Prompt: Produce a verbatim copy of the data below that contains no pictures.

Referring expression pointing data:
----

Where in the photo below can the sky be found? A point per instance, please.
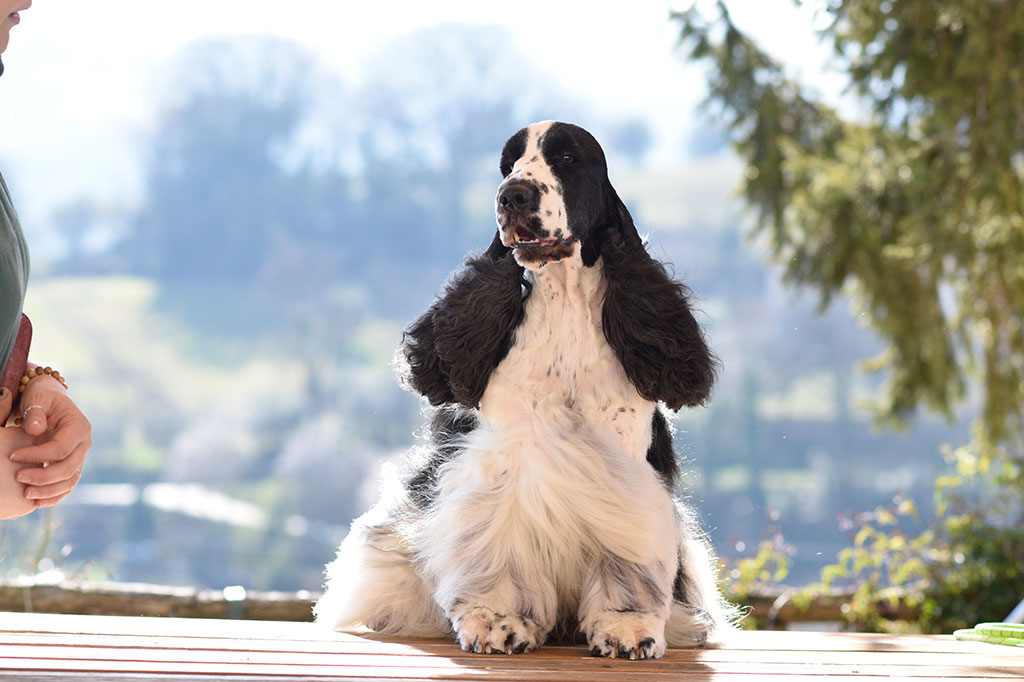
(84, 81)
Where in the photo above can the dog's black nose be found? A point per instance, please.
(515, 196)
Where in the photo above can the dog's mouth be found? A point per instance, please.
(535, 250)
(522, 238)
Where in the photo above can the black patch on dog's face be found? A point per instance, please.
(555, 194)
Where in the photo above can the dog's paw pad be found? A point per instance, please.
(480, 630)
(626, 635)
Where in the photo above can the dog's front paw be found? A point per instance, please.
(480, 630)
(626, 635)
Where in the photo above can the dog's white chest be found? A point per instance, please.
(561, 378)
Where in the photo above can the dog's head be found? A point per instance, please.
(555, 195)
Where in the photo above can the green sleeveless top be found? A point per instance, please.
(13, 273)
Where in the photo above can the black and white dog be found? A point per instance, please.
(543, 502)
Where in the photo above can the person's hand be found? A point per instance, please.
(61, 436)
(12, 501)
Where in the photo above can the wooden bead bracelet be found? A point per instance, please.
(39, 372)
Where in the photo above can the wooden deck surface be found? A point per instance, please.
(39, 646)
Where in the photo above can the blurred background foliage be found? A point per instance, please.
(230, 333)
(912, 207)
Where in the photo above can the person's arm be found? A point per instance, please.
(60, 438)
(12, 500)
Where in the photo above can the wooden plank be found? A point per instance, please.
(535, 664)
(987, 654)
(47, 647)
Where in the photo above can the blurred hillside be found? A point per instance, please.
(230, 336)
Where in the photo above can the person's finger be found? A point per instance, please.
(71, 433)
(34, 420)
(6, 401)
(45, 494)
(49, 502)
(64, 470)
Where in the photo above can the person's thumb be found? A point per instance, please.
(34, 419)
(6, 402)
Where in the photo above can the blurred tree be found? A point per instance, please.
(915, 211)
(918, 212)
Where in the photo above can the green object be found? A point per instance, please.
(994, 633)
(13, 272)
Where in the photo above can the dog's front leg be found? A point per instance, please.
(625, 607)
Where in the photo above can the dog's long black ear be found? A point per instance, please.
(648, 323)
(452, 349)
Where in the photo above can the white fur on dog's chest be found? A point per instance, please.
(560, 376)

----

Exercise answer:
Where in the photo below can the sky be found? A point per instance, please.
(84, 81)
Where in the photo above can the dog's black nose be found? A point per instance, please.
(515, 196)
Where in the photo above can the dog's mouth be found? A point per instance, please.
(535, 250)
(522, 238)
Where in the photo above can the black patch on dog's face be found? A point per instance, please.
(555, 194)
Where in the photo above can the dog's paw pad be found? A point per instance, please.
(480, 630)
(626, 635)
Where in the photo above can the dog's front paw be found? A point per instance, please.
(480, 630)
(626, 635)
Where in the photo above can the dog's white chest be found? A point per instance, please.
(561, 378)
Where in the photo above can the dog's head be found? A point per instance, please.
(555, 195)
Where in the photo above can the green sleeveless top be found? A point per instance, please.
(13, 273)
Where in the photo above can the black and white dog be found? A point per instance, please.
(543, 502)
Where in the photo above can the person's hand be found? A point per instance, please.
(61, 436)
(12, 501)
Where in the photo above can the wooden bead bracelet be found? A point per instance, please.
(39, 372)
Where in the photo above can the wooden deck surface be found? A point per instance, please.
(39, 646)
Where in the photo above can the blurred background foliage be found? A point per instance, please.
(230, 333)
(912, 207)
Where in the photo above can the person's arm be found? A point per instance, please.
(60, 438)
(12, 500)
Where in the photo above can the wooden plank be found? A point per instance, please.
(535, 664)
(987, 654)
(47, 647)
Where in the photo above can the blurred hillside be found? A point per instance, please.
(230, 336)
Where in the photo above can the person's finger be found? A point per instance, please.
(71, 433)
(34, 420)
(6, 401)
(45, 494)
(49, 502)
(64, 470)
Where in the photo above can the person's thumb be found? A point per instance, please.
(34, 419)
(6, 402)
Where in the photo above can the blurred tree be found? A point per instance, please.
(915, 211)
(918, 212)
Where in the photo above can the green object be found? A point per instance, please.
(994, 633)
(13, 272)
Where in the photo above can the dog's front leg be found? A point per instance, please.
(625, 607)
Where in the photo above can the dog's long black ear be found? A point per instance, please.
(648, 323)
(452, 349)
Where in the photo above can the white fur on dog's chest be found? A point per instance, please.
(560, 376)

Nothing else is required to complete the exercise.